[A data block]
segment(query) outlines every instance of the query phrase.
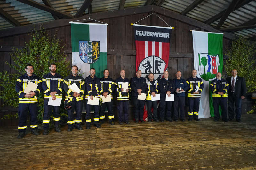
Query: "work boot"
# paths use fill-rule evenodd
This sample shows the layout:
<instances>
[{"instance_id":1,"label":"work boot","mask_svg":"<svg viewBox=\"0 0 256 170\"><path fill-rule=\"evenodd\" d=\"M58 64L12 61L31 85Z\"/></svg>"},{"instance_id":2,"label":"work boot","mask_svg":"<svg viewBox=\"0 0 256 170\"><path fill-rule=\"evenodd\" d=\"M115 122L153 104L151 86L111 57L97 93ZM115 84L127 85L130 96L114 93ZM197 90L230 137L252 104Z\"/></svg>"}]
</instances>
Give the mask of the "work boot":
<instances>
[{"instance_id":1,"label":"work boot","mask_svg":"<svg viewBox=\"0 0 256 170\"><path fill-rule=\"evenodd\" d=\"M37 130L33 130L31 131L31 133L36 136L40 135L40 133L37 131Z\"/></svg>"},{"instance_id":2,"label":"work boot","mask_svg":"<svg viewBox=\"0 0 256 170\"><path fill-rule=\"evenodd\" d=\"M22 138L25 136L25 132L19 132L19 135L17 137L17 138L18 139L21 139Z\"/></svg>"},{"instance_id":3,"label":"work boot","mask_svg":"<svg viewBox=\"0 0 256 170\"><path fill-rule=\"evenodd\" d=\"M49 133L49 131L48 129L45 129L44 130L44 132L43 134L44 135L47 135Z\"/></svg>"},{"instance_id":4,"label":"work boot","mask_svg":"<svg viewBox=\"0 0 256 170\"><path fill-rule=\"evenodd\" d=\"M60 132L61 131L61 130L59 127L58 126L56 126L54 129L54 130L57 132Z\"/></svg>"}]
</instances>

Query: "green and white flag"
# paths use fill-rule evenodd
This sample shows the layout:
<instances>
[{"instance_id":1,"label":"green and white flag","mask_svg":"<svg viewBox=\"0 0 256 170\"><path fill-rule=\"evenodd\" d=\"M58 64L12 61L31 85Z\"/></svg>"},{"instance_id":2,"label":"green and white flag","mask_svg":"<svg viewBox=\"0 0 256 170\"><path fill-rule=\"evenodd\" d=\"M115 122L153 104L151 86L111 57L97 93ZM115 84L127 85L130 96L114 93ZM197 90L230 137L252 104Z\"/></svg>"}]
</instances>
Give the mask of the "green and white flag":
<instances>
[{"instance_id":1,"label":"green and white flag","mask_svg":"<svg viewBox=\"0 0 256 170\"><path fill-rule=\"evenodd\" d=\"M204 85L201 93L198 117L214 116L210 84L218 72L222 73L223 33L192 31L195 69Z\"/></svg>"},{"instance_id":2,"label":"green and white flag","mask_svg":"<svg viewBox=\"0 0 256 170\"><path fill-rule=\"evenodd\" d=\"M100 77L107 68L107 25L70 22L72 65L81 69L79 74L85 78L89 75L90 69L96 70L96 76Z\"/></svg>"}]
</instances>

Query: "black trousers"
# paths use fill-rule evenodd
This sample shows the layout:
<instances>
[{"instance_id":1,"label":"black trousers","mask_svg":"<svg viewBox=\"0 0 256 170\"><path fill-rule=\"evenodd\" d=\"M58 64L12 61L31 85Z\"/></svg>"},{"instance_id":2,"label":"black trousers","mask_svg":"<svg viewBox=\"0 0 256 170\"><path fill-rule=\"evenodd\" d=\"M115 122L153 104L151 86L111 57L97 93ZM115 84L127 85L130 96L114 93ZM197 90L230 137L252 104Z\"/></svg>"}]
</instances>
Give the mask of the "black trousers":
<instances>
[{"instance_id":1,"label":"black trousers","mask_svg":"<svg viewBox=\"0 0 256 170\"><path fill-rule=\"evenodd\" d=\"M60 119L60 107L56 106L48 105L49 99L44 99L44 118L43 118L43 123L44 129L48 130L49 129L50 118L52 115L52 112L53 112L53 122L55 127L59 126L59 122Z\"/></svg>"},{"instance_id":2,"label":"black trousers","mask_svg":"<svg viewBox=\"0 0 256 170\"><path fill-rule=\"evenodd\" d=\"M68 127L74 128L75 125L80 125L82 122L81 114L83 110L83 100L77 101L74 97L70 102L71 109L67 110ZM74 114L74 111L76 113Z\"/></svg>"},{"instance_id":3,"label":"black trousers","mask_svg":"<svg viewBox=\"0 0 256 170\"><path fill-rule=\"evenodd\" d=\"M30 129L32 131L33 130L37 129L37 103L19 103L18 112L18 131L19 132L26 131L27 128L27 120L29 111L30 114Z\"/></svg>"},{"instance_id":4,"label":"black trousers","mask_svg":"<svg viewBox=\"0 0 256 170\"><path fill-rule=\"evenodd\" d=\"M100 121L104 121L105 118L105 108L106 107L108 112L108 120L109 122L114 121L114 115L113 115L113 111L112 109L112 101L102 104L102 106L100 107Z\"/></svg>"},{"instance_id":5,"label":"black trousers","mask_svg":"<svg viewBox=\"0 0 256 170\"><path fill-rule=\"evenodd\" d=\"M180 119L185 119L185 97L175 96L174 99L174 111L173 118L179 118L179 108L180 108Z\"/></svg>"},{"instance_id":6,"label":"black trousers","mask_svg":"<svg viewBox=\"0 0 256 170\"><path fill-rule=\"evenodd\" d=\"M159 114L160 119L164 120L165 117L166 119L171 120L172 103L172 101L166 101L165 98L161 98L159 104L160 113ZM166 111L166 115L165 115Z\"/></svg>"},{"instance_id":7,"label":"black trousers","mask_svg":"<svg viewBox=\"0 0 256 170\"><path fill-rule=\"evenodd\" d=\"M152 106L153 107L153 118L155 120L158 120L157 101L146 100L146 103L148 107L148 120L152 120Z\"/></svg>"},{"instance_id":8,"label":"black trousers","mask_svg":"<svg viewBox=\"0 0 256 170\"><path fill-rule=\"evenodd\" d=\"M219 108L220 104L221 108L221 118L223 121L227 120L227 98L213 97L213 109L214 109L214 119L218 120L220 119L220 112Z\"/></svg>"},{"instance_id":9,"label":"black trousers","mask_svg":"<svg viewBox=\"0 0 256 170\"><path fill-rule=\"evenodd\" d=\"M189 108L188 109L188 117L192 119L198 118L199 105L200 98L199 97L188 97L188 100Z\"/></svg>"},{"instance_id":10,"label":"black trousers","mask_svg":"<svg viewBox=\"0 0 256 170\"><path fill-rule=\"evenodd\" d=\"M133 97L133 104L134 105L134 115L135 121L143 120L144 115L144 106L145 100L137 99L138 97Z\"/></svg>"}]
</instances>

● **TASK OBJECTIVE**
Please gather every line of the records above that contains the string "white".

● **ANSWER TO THE PROBLEM**
Query: "green and white flag"
[{"instance_id":1,"label":"green and white flag","mask_svg":"<svg viewBox=\"0 0 256 170\"><path fill-rule=\"evenodd\" d=\"M58 64L12 61L31 85Z\"/></svg>"},{"instance_id":2,"label":"green and white flag","mask_svg":"<svg viewBox=\"0 0 256 170\"><path fill-rule=\"evenodd\" d=\"M115 122L153 104L151 86L111 57L97 93ZM115 84L127 85L130 96L114 93ZM197 90L230 137L252 104Z\"/></svg>"}]
Give the mask of the "green and white flag":
[{"instance_id":1,"label":"green and white flag","mask_svg":"<svg viewBox=\"0 0 256 170\"><path fill-rule=\"evenodd\" d=\"M204 85L201 93L198 117L214 116L210 84L218 72L222 73L223 33L192 31L195 69Z\"/></svg>"},{"instance_id":2,"label":"green and white flag","mask_svg":"<svg viewBox=\"0 0 256 170\"><path fill-rule=\"evenodd\" d=\"M100 77L107 68L107 25L70 22L72 65L81 69L79 74L85 78L89 75L90 69L96 70L96 76Z\"/></svg>"}]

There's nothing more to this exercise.